**Referring expression data**
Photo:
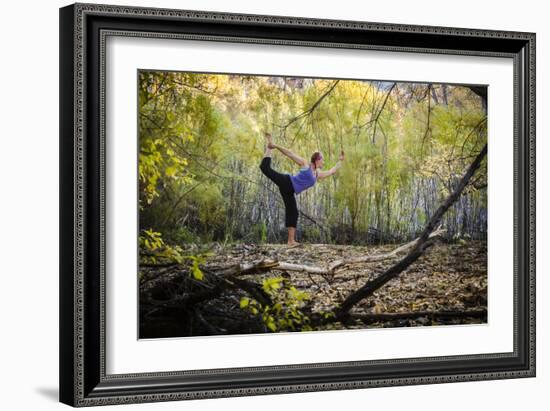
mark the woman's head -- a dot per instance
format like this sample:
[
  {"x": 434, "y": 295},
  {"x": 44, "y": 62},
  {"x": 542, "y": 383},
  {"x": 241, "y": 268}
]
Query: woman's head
[{"x": 317, "y": 159}]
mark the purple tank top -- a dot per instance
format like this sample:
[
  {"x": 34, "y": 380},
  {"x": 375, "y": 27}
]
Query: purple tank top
[{"x": 303, "y": 180}]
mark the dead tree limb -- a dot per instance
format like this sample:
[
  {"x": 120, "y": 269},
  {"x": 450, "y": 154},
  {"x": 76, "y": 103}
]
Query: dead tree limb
[
  {"x": 422, "y": 244},
  {"x": 434, "y": 315}
]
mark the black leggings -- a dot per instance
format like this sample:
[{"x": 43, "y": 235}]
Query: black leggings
[{"x": 287, "y": 191}]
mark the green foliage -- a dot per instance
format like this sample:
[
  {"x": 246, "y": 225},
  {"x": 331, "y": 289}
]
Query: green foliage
[
  {"x": 285, "y": 314},
  {"x": 201, "y": 140}
]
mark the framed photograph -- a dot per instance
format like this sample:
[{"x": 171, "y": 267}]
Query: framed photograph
[{"x": 263, "y": 204}]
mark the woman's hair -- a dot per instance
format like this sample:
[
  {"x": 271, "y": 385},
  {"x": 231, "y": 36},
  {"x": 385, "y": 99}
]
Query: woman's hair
[{"x": 315, "y": 156}]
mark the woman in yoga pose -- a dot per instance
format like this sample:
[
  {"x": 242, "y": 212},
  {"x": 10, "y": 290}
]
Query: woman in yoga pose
[{"x": 289, "y": 185}]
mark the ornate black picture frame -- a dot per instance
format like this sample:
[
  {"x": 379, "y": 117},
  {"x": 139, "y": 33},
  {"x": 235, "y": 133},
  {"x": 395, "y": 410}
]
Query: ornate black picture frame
[{"x": 83, "y": 30}]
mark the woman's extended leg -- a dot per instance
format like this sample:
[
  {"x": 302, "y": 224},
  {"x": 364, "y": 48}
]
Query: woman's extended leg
[{"x": 275, "y": 176}]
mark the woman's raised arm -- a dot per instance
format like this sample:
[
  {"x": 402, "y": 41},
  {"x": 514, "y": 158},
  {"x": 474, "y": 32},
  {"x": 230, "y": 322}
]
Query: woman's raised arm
[{"x": 295, "y": 157}]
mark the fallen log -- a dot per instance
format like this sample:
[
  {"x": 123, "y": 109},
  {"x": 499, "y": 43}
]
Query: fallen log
[
  {"x": 268, "y": 264},
  {"x": 424, "y": 242},
  {"x": 434, "y": 315}
]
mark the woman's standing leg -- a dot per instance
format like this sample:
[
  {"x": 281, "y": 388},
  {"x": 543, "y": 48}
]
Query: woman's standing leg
[{"x": 291, "y": 213}]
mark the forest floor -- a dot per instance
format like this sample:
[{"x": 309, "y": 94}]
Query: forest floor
[{"x": 449, "y": 277}]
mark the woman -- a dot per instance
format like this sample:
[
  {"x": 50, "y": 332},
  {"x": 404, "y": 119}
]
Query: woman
[{"x": 289, "y": 185}]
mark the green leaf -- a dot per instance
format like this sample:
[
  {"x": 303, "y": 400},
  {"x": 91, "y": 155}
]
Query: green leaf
[{"x": 244, "y": 302}]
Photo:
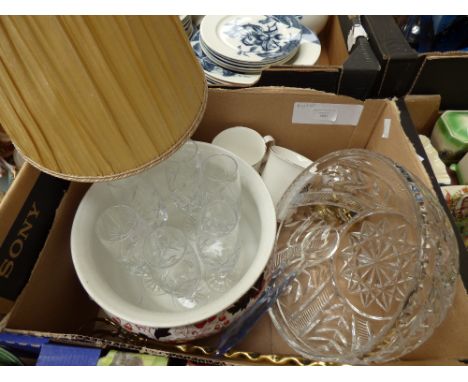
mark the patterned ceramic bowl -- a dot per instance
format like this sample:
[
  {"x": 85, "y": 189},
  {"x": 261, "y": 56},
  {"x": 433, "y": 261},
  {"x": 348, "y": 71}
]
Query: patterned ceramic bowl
[
  {"x": 202, "y": 329},
  {"x": 157, "y": 315}
]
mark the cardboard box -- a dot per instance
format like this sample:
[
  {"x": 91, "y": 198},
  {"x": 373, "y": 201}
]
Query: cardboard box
[
  {"x": 337, "y": 70},
  {"x": 405, "y": 71},
  {"x": 54, "y": 304}
]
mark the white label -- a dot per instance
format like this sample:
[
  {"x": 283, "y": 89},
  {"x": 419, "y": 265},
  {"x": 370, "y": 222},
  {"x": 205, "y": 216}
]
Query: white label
[
  {"x": 387, "y": 125},
  {"x": 326, "y": 114}
]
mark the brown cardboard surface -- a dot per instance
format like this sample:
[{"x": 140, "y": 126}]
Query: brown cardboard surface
[
  {"x": 54, "y": 301},
  {"x": 10, "y": 207},
  {"x": 424, "y": 111},
  {"x": 12, "y": 202}
]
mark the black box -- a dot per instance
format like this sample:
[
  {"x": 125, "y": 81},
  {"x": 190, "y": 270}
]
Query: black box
[
  {"x": 405, "y": 71},
  {"x": 337, "y": 70}
]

**Action item**
Output every record verbatim, skipping images.

**Task answer**
Photo:
mark the woman's head -- a dot per instance
format like this sample:
[
  {"x": 434, "y": 295},
  {"x": 44, "y": 62},
  {"x": 542, "y": 383},
  {"x": 241, "y": 268}
]
Query: woman's head
[{"x": 317, "y": 159}]
mark the purple tank top -- a dot per instance
format like this sample:
[
  {"x": 34, "y": 380},
  {"x": 375, "y": 27}
]
Query: purple tank top
[{"x": 303, "y": 180}]
mark the dead tree limb -- a dot per instance
format like this sample:
[
  {"x": 120, "y": 269},
  {"x": 450, "y": 154},
  {"x": 76, "y": 103}
]
Query: dead tree limb
[
  {"x": 422, "y": 244},
  {"x": 434, "y": 315}
]
mark the black leggings -- a dot per instance
format like this sample:
[{"x": 43, "y": 235}]
Query: black leggings
[{"x": 287, "y": 191}]
mark the green foliage -- a dot per instance
format like this sample:
[
  {"x": 246, "y": 225},
  {"x": 331, "y": 289}
]
Query: green foliage
[
  {"x": 285, "y": 314},
  {"x": 201, "y": 140}
]
mark the framed photograph -- a dot per instance
format like this sample:
[{"x": 171, "y": 267}]
Query: framed photograph
[{"x": 263, "y": 204}]
mark the woman's hair -- a dot per instance
format like this sample:
[
  {"x": 271, "y": 385},
  {"x": 231, "y": 36},
  {"x": 385, "y": 99}
]
Query: woman's hair
[{"x": 315, "y": 156}]
mark the woman in yoga pose -- a dot per instance
format like this sample:
[
  {"x": 242, "y": 212},
  {"x": 10, "y": 290}
]
Query: woman in yoga pose
[{"x": 289, "y": 185}]
mark the ornate black picture frame -- a dot per instance
format like this sample:
[
  {"x": 379, "y": 117},
  {"x": 139, "y": 33},
  {"x": 235, "y": 133},
  {"x": 395, "y": 410}
]
Query: ornate black picture frame
[{"x": 83, "y": 30}]
mark the woman's extended leg -- a dot per instance
format like this sample:
[
  {"x": 302, "y": 224},
  {"x": 364, "y": 48}
]
Query: woman's extended leg
[{"x": 275, "y": 176}]
mark the woman's raised arm -- a dot per instance
format like this sample:
[
  {"x": 402, "y": 41},
  {"x": 514, "y": 158},
  {"x": 474, "y": 32},
  {"x": 230, "y": 322}
]
Query: woman's raised arm
[{"x": 295, "y": 157}]
mark the fallen log -- a dot per instance
format like this sample:
[
  {"x": 123, "y": 109},
  {"x": 499, "y": 43}
]
Query: fallen log
[
  {"x": 268, "y": 264},
  {"x": 424, "y": 242},
  {"x": 434, "y": 315}
]
mark the woman's standing leg -- a dot per instance
format like this sample:
[
  {"x": 281, "y": 388},
  {"x": 543, "y": 48}
]
Query: woman's standing leg
[{"x": 291, "y": 213}]
mark the forest floor -- a dot per instance
format like this sample:
[{"x": 309, "y": 94}]
Query: forest floor
[{"x": 449, "y": 277}]
mark the woman -- a dot per instance
format like this sample:
[
  {"x": 50, "y": 332},
  {"x": 404, "y": 119}
]
Query: woman
[{"x": 289, "y": 185}]
mark the green leaf -- a dot per instance
format like this sample:
[
  {"x": 303, "y": 400},
  {"x": 91, "y": 155}
]
Query: green leaf
[{"x": 244, "y": 302}]
Photo:
mark the patterned ceramic bowl -- a dot per instance
format like this sample:
[
  {"x": 85, "y": 189},
  {"x": 261, "y": 56},
  {"x": 433, "y": 261},
  {"x": 348, "y": 71}
]
Query: patterned ceramic bowl
[
  {"x": 202, "y": 329},
  {"x": 157, "y": 315}
]
mark the cardboard box -- a dot per instance
format like this sample:
[
  {"x": 91, "y": 198},
  {"x": 373, "y": 201}
]
Query: cardboard box
[
  {"x": 337, "y": 70},
  {"x": 405, "y": 71},
  {"x": 54, "y": 304}
]
mark the white label -- a dot per instance
format like this sample:
[
  {"x": 283, "y": 89},
  {"x": 419, "y": 265},
  {"x": 370, "y": 222},
  {"x": 205, "y": 216}
]
Query: white label
[
  {"x": 387, "y": 125},
  {"x": 326, "y": 114}
]
mark the brown cardboard surface -- a dot per instance
format like this sample:
[{"x": 140, "y": 126}]
Query: brown cardboard surface
[
  {"x": 54, "y": 301},
  {"x": 10, "y": 207},
  {"x": 424, "y": 111},
  {"x": 12, "y": 202}
]
mark the black box -- a dot per instance
format like this sample:
[
  {"x": 125, "y": 81},
  {"x": 190, "y": 270}
]
Query: black box
[
  {"x": 405, "y": 71},
  {"x": 337, "y": 70}
]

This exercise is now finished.